Object position labeling items:
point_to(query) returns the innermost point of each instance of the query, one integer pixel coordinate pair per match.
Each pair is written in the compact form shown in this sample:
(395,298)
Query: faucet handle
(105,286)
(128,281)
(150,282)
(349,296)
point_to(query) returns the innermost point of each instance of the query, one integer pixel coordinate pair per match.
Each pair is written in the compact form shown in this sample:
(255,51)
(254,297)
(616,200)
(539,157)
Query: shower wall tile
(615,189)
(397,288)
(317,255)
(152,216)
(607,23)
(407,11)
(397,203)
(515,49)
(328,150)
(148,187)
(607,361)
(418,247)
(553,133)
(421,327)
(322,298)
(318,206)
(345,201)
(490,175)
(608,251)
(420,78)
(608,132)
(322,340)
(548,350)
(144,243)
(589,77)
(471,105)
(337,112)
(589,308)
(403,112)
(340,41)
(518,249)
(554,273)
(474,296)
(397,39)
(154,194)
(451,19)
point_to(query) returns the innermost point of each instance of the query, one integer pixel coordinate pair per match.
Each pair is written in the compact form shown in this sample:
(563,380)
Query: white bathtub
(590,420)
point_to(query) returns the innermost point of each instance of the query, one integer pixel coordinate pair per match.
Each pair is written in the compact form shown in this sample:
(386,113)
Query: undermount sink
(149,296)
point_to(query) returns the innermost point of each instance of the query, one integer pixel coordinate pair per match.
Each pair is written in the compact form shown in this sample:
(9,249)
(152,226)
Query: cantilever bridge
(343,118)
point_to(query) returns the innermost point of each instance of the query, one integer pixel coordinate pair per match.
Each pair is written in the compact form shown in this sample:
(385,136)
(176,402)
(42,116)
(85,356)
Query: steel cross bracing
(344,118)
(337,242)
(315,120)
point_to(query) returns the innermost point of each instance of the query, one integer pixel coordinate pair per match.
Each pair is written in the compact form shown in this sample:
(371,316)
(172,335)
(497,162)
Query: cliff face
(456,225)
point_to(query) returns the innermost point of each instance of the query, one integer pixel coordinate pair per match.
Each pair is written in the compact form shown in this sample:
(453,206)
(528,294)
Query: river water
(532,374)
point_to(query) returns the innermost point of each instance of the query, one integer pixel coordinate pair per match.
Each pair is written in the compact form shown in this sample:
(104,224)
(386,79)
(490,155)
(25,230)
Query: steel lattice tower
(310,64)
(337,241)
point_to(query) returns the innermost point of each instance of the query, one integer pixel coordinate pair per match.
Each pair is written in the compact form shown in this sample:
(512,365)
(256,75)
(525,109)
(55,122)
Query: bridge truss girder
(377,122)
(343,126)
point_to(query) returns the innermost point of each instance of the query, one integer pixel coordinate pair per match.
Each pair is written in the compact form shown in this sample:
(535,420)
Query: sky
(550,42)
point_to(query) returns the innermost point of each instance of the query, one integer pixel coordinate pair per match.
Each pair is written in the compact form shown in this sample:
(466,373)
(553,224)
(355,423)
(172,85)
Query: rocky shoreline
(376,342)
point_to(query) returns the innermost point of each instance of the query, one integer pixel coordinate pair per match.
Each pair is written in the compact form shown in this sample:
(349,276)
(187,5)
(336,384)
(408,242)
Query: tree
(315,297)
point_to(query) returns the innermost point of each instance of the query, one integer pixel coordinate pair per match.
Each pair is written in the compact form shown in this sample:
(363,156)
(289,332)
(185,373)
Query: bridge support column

-- Job --
Locate every line in the items above that contains the word "steel", and copy each of those lines.

-- Solution to this exercise --
Query: steel cross bracing
Query: steel lattice tower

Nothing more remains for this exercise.